=== Passage ===

More jobs, less corruption needed to fight far right, Hungary’s next prime minister says
By Pablo Gorondi, APMonday, April 12, 2010
Hungary to add jobs, cut graft to fight far right
BUDAPEST, Hungary — Hungary’s prime minister in waiting on Monday linked the striking weekend electoral surge of a militia-backed far-right party to corruption and unemployment and pledged to address those problems.
And the European Union expressed concern about the rise of the far right across the continent.
The far-right Jobbik party won 16.6 percent of the vote over the weekend. The party is tied to the Hungarian Guard, a group whose black uniforms are reminiscent of Hungary’s pro-Nazi groups of the 1940s, and which is seen as a source of intimidation of Gypsies and other minorities.
Viktor Orban’s center-right Fidesz scored a landslide victory in Sunday’s first round of parliamentary elections, capturing nearly 53 percent. But the real political shake-up was the strong showing of Jobbik, which finished third — hard on the heels of the governing Socialists. The Socialist Party tumbled to less 20 percent compared to 43 percent in the last elections four years ago.
The European Union and Jewish groups used Jobbik’s showing to sound the alarm about the rise of extremist parties across the continent.
“We all have to work so that within the EU, populist, xenophobia, radical, nationalist, anti-European positions have as little support as possible,” said Spain’s state secretary for European affairs, Diego Lopez, speaking for the European Presidency.
The European Jewish Congress said Europe needed to work harder against the increase of “obsessive anti-Semitism.”

===

Instructions to follow:
From the article above on Hungary's election, write out word for word the stretch starting with "Viktor Orban’s center-right" and going on through "four years ago.".

=== Given data ===

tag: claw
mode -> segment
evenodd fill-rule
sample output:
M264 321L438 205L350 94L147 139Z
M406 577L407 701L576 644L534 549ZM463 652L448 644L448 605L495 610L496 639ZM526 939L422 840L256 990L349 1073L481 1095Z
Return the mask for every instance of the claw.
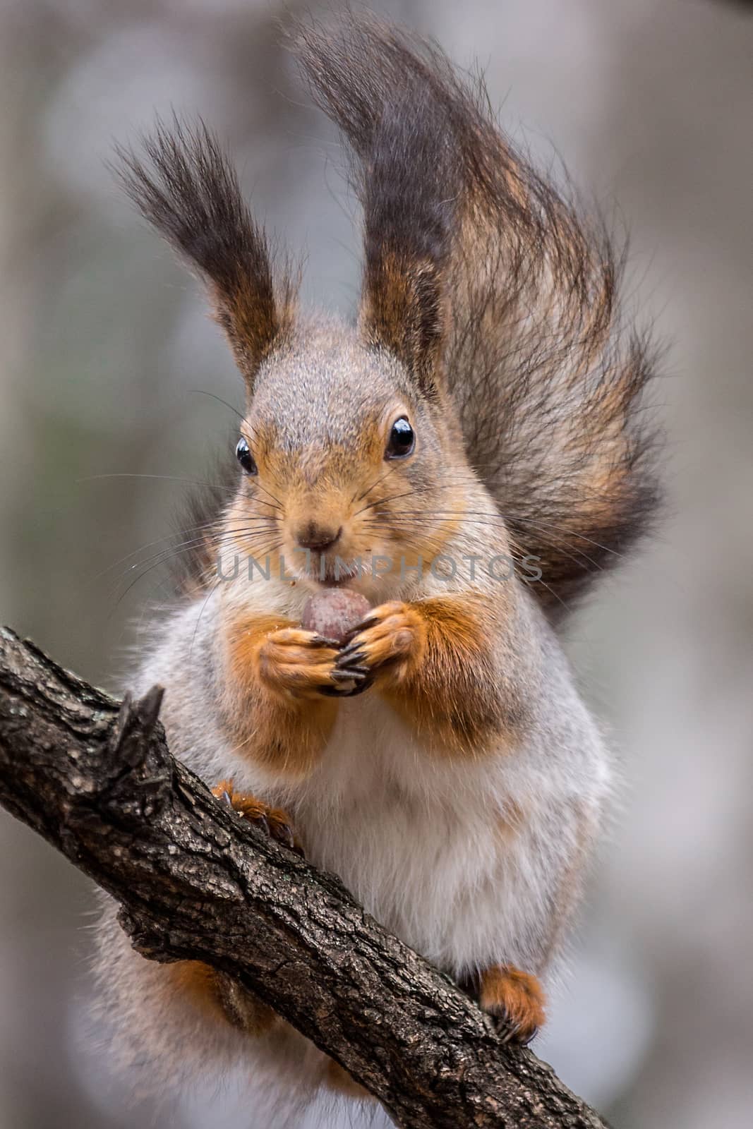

===

Answer:
Viktor Orban’s center-right Fidesz scored a landslide victory in Sunday’s first round of parliamentary elections, capturing nearly 53 percent. But the real political shake-up was the strong showing of Jobbik, which finished third — hard on the heels of the governing Socialists. The Socialist Party tumbled to less 20 percent compared to 43 percent in the last elections four years ago.